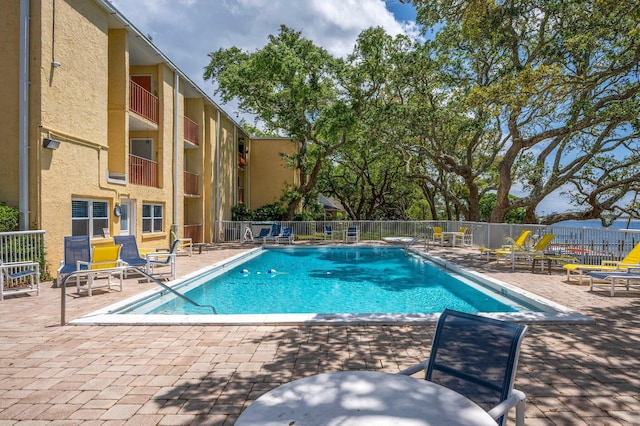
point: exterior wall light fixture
(50, 143)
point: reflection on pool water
(333, 281)
(330, 283)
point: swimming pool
(333, 280)
(328, 284)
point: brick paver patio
(176, 375)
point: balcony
(240, 195)
(191, 186)
(194, 232)
(143, 102)
(143, 171)
(242, 160)
(190, 131)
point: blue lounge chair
(328, 232)
(129, 252)
(615, 279)
(163, 258)
(477, 357)
(352, 235)
(76, 248)
(272, 234)
(287, 235)
(264, 233)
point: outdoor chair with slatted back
(163, 257)
(105, 262)
(76, 248)
(129, 252)
(477, 357)
(14, 274)
(352, 235)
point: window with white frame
(89, 217)
(152, 217)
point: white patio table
(352, 398)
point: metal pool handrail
(63, 287)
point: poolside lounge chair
(615, 279)
(273, 234)
(352, 235)
(516, 244)
(630, 260)
(467, 236)
(477, 357)
(76, 248)
(14, 272)
(437, 234)
(129, 252)
(185, 245)
(161, 258)
(286, 235)
(328, 232)
(517, 253)
(105, 261)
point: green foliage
(419, 210)
(274, 211)
(303, 217)
(240, 213)
(9, 218)
(487, 204)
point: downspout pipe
(176, 150)
(218, 209)
(23, 106)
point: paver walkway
(176, 375)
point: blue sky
(187, 30)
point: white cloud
(187, 30)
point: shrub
(270, 212)
(240, 213)
(9, 218)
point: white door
(127, 216)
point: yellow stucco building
(103, 135)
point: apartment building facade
(103, 135)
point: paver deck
(176, 375)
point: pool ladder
(415, 240)
(63, 286)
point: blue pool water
(332, 280)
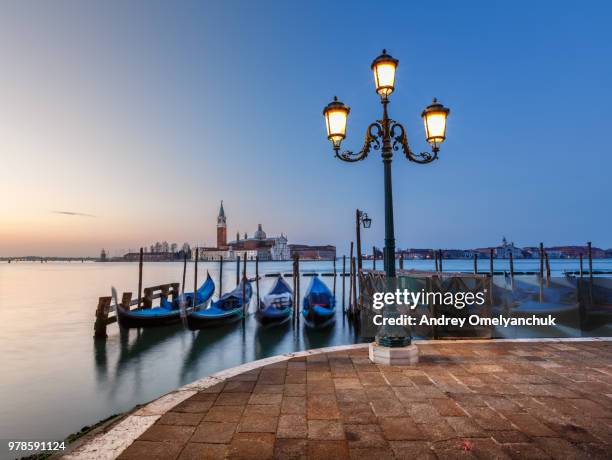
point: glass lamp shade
(336, 115)
(384, 74)
(434, 118)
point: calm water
(55, 379)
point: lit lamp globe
(336, 114)
(384, 74)
(434, 118)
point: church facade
(259, 245)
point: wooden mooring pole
(373, 257)
(237, 269)
(184, 271)
(343, 282)
(355, 306)
(257, 279)
(195, 279)
(245, 304)
(350, 307)
(102, 317)
(140, 276)
(358, 238)
(297, 287)
(220, 276)
(296, 299)
(335, 274)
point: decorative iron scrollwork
(373, 136)
(398, 134)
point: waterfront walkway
(495, 399)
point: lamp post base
(394, 356)
(393, 341)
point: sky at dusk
(134, 119)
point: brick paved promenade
(463, 400)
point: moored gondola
(277, 305)
(165, 314)
(319, 304)
(229, 308)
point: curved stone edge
(109, 444)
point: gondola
(166, 314)
(203, 294)
(227, 309)
(277, 305)
(319, 304)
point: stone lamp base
(395, 356)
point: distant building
(414, 253)
(327, 252)
(504, 251)
(149, 256)
(267, 248)
(260, 245)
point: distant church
(260, 245)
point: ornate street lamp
(387, 135)
(366, 220)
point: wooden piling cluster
(104, 307)
(296, 290)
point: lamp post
(387, 135)
(361, 218)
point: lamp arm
(372, 140)
(398, 134)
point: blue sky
(147, 114)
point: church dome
(260, 234)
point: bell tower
(221, 229)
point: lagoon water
(56, 379)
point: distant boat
(229, 308)
(319, 304)
(203, 294)
(277, 305)
(166, 314)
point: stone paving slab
(503, 400)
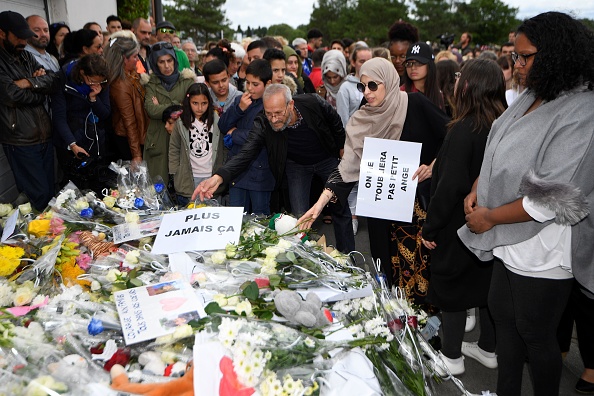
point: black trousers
(527, 312)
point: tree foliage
(489, 21)
(202, 20)
(129, 10)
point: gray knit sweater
(547, 155)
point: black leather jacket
(318, 115)
(23, 118)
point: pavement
(477, 378)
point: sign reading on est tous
(386, 189)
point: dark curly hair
(565, 52)
(403, 31)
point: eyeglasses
(166, 30)
(411, 64)
(372, 85)
(522, 59)
(162, 45)
(91, 82)
(278, 115)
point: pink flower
(84, 261)
(57, 225)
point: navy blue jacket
(258, 176)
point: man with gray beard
(37, 45)
(304, 136)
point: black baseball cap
(421, 52)
(14, 22)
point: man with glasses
(166, 32)
(25, 126)
(142, 29)
(304, 136)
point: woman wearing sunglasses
(388, 114)
(129, 117)
(422, 73)
(459, 280)
(79, 112)
(530, 206)
(166, 86)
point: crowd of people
(501, 217)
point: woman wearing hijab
(166, 86)
(388, 114)
(333, 75)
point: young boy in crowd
(253, 188)
(278, 63)
(217, 78)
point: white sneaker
(470, 320)
(455, 366)
(472, 350)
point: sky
(297, 12)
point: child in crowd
(217, 78)
(196, 145)
(253, 188)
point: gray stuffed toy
(308, 312)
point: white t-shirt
(545, 255)
(200, 149)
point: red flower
(122, 357)
(230, 385)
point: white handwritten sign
(153, 311)
(386, 188)
(208, 228)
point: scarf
(167, 81)
(333, 61)
(384, 121)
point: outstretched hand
(207, 187)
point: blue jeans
(33, 170)
(299, 177)
(259, 200)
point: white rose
(244, 306)
(81, 204)
(23, 296)
(220, 299)
(132, 257)
(112, 275)
(25, 208)
(132, 217)
(218, 257)
(183, 331)
(5, 209)
(95, 286)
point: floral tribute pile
(60, 333)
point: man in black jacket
(303, 136)
(25, 126)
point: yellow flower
(10, 258)
(39, 228)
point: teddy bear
(308, 312)
(183, 386)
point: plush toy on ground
(308, 312)
(183, 386)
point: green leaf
(214, 308)
(251, 292)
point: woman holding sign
(459, 280)
(389, 114)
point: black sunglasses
(162, 45)
(372, 85)
(166, 30)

# What is needed
Only the lines from the one containing "point: blue jeans" through the final line of the data belong in the answer, repeated exactly.

# Answer below
point: blue jeans
(33, 170)
(299, 177)
(259, 200)
point: white rose
(244, 306)
(81, 204)
(23, 296)
(220, 299)
(132, 257)
(112, 275)
(25, 208)
(132, 217)
(218, 257)
(183, 331)
(5, 209)
(95, 286)
point: floral tribute pile
(60, 333)
point: man in black jacket
(303, 136)
(25, 126)
point: yellow flower
(10, 258)
(39, 228)
point: teddy bear
(308, 312)
(183, 386)
point: plush toy on ground
(308, 312)
(183, 386)
point: green leaf
(214, 308)
(251, 292)
point: woman holding sign
(459, 280)
(389, 114)
point: black sunglasses
(162, 45)
(372, 85)
(166, 30)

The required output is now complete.